= Provided text =
====

Sunday, March 8, 2015

Iraq: Reflecting on the 2003 Decision to Invade

Iraq: Reflecting on the 2003 Decision to Invade
By Samuel L. Skogstad
February 28, 2015

I recently heard an excellent presentation by a retired army officer who had been close to the top decision making bodies of both the Defense and State Departments in multiple presidential administrations.  Although his general subject matter was the state of the world today and the puzzles and uncertainties it presents for U.S. policy, he stated in passing that the United States had made a mistake in deciding to invade Iraq, because “Iraq had no weapons of mass destruction” (WMD).

That remark kindled my own recollection of that time and that issue, and for two reasons the speaker’s simplistic explanation of that complex decision seemed surprising in the extreme.  First, there is ample evidence that the decision was not made on the basis of the single question of whether the WMD were or were not in the Iraqui arsenal.  At least equally important were the widespread reports that the Hussein regime had committed some of the gravest acts of savagery against humanity since the Hitler regime.  Rape, slaughter and degradation, were reportedly centerpieces of their entertainments.  Their inhumanity lacked any other parallel (since ISIS had not yet been spawned) since Hitler’s regime.  Moreover, Hussein’s expansionist aspirations—with or without WMD--- gave no evidence of having waned following his army’s the expulsion from Kuwait.  He treated United Nations Resolutions disdainfully, and apparently did not regard them, or the U.N. itself, as restraints that needed to be taken seriously.

The second thing that prompts surprise at the proffered explanation for considering the invasion a mistake is that is that WMD include numerous weapons that are not nuclear arms.  Thus it is very reasonable to argue that Iraq did indeed have WMD “or the means to produce them” (also prohibited in UN Resolution 687 as noted below).  Yet many members of the mass media, many disingenuous politicians, and too many uninformed, misinformed  or careless thinking citizens use the expression as if it did refer onlyto “nukes.”  Anthrax, Ricin, and poisons, represent just a small sampling of the ample menu of potentially devastating, non-nuclear, WMD.  And they are examples of the weapons that had in fact been used by Saddam Hussein, against his own people if not others.

As former Secretary of Defense Robert Gates notes in his 2014 memoir: “By 2003,  most governments and intelligence services had concluded that Saddam had been successful in resuming his weapons programs (note this is in the plural).  That view was reinforced by his boasting and his behavior, intended to persuade his own people-and his neighbors-of that success.  The result was unanimous adoption in the fall of 2002 of U.N. Security Council Resolution 1441, which demanded a full accounting of progress in Iraq’s weapons and a rigorous international inspection effort.  Serious consequences were threatened for noncompliance.  (My underlining.)  The threats were scoffed at.

====

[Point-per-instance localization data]
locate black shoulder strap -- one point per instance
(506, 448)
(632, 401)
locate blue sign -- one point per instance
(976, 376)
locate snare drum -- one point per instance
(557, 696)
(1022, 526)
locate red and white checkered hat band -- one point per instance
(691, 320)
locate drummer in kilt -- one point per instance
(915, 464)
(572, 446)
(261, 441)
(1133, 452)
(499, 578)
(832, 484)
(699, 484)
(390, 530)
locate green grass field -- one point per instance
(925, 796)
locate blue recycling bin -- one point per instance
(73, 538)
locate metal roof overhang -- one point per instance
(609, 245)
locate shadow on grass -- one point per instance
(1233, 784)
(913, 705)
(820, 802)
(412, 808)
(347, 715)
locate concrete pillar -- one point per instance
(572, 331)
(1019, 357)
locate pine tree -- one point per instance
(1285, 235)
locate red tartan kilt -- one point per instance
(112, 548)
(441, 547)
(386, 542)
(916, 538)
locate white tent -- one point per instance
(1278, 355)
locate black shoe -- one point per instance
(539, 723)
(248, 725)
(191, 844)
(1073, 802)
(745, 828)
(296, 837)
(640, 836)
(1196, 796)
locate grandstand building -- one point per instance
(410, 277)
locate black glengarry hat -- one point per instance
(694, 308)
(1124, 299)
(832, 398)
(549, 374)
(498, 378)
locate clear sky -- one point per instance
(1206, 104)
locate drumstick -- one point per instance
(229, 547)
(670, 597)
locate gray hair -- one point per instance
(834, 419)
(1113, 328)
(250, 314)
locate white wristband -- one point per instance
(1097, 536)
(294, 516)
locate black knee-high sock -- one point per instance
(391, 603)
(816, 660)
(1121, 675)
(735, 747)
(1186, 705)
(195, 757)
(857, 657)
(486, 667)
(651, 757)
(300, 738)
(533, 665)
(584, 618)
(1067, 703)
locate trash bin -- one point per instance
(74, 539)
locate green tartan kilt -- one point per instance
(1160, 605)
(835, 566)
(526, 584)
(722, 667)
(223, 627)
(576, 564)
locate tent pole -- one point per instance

====

= Study questions =
(1) Reproduce the part of the essay on the 2003 Iraq invasion decision that starts with "The second thing" and goes on through "if not others.".
(2) Continue the essay on the 2003 Iraq invasion decision from where it stops.

= Written answers =
(1)
The second thing that prompts surprise at the proffered explanation for considering the invasion a mistake is that is that WMD include numerous weapons that are not nuclear arms.  Thus it is very reasonable to argue that Iraq did indeed have WMD “or the means to produce them” (also prohibited in UN Resolution 687 as noted below).  Yet many members of the mass media, many disingenuous politicians, and too many uninformed, misinformed  or careless thinking citizens use the expression as if it did refer onlyto “nukes.”  Anthrax, Ricin, and poisons, represent just a small sampling of the ample menu of potentially devastating, non-nuclear, WMD.  And they are examples of the weapons that had in fact been used by Saddam Hussein, against his own people if not others.

(2)
Also worth noting is President George W. Bush’s recollection in his 2010 book, Decision Points, (p.236) the following historical fact:

“As a condition for ending hostilities in the Gulf War,” (Operation Desert Storm, 1991), “UN Resolution 687 required Saddam to destroy his weapons of mass destruction and missiles with a range of more than ninety miles.  The resolution banned Iraq from possessing biological, chemical, or nuclear weapons, or the means to produce them.”  (My underlining.)

And further on, Bush continues: “Over time UN inspectors discovered a vast, haunting arsenal.  Saddam had filled thousands of bombs, shells, and warheads with chemical agents.  He had a nuclear weapons program that was about two years from yielding a bomb, much closer than the CIA’s prewar estimate of eight to ten years.  When his son-in-law defected in 1995, Saddam acknowledged that the regime had been hiding a biological weapons program that included anthrax and botulinum toxin.”

Finally, it may be recalled that, considerably after the invasion, American forces found tons of  “yellow cake,” an important ingredient in nuclear bombs, stashed away in secret Iraqui facilities.  That news received barely a whisper in the print and electronic media.  (However, a plausible explanation has been offered, namely that the U.S. Government wanted it kept secret lest it fall into the hands of other terrorists before arriving in Canada.   It had been sold, if I remember correctly, to Canadian interests.)  So the glib (if popular) assertion that Iraq “had no WMD” is a seriously flawed conclusion.  And as the sole justification for the claim that the invasion was wrong it is a little like claiming that one should not shoot at pack of charging, foaming-at-the-mouth pit bulls, before proving to a PETA committee that its members have rabies.

The foregoing is not to imply that this observer would definitely have made the decision to invade Iraq in 2003.  In fact, he had grave misgivings about the decision.  Moreover, many honorable men and women fiercely opposed it for reasons grounded solidly in all the information available to them.  All honor to them.  In my own judgment, President Bush’s decision too was made for reasons rooted in facts, logic, seriously drawn inferences, compassion and his sense of duty and responsibility. Right or wrong in the end, this is the way decisions should be made, and after-the-fact over-simplifications such as, “it was a mistake because they had no WMD” does not educate, illuminate the path to understanding, and does not merit much consideration.

Still, it seems to be the assertion of choice for journalists, politicians and religiously partisan citizens who wish to denigrate President Bush.  Such is the way, sadly, of politics.  None of what is written here is new information.  But with presidential campaigns on the threshold, the writer hopes it will remind people of good will to keep their “horse feathers” detectors on high alert. (Dr. Skogstad is a retired professor of economics, a blog reader and contributor and a brother Marine. ~Bob)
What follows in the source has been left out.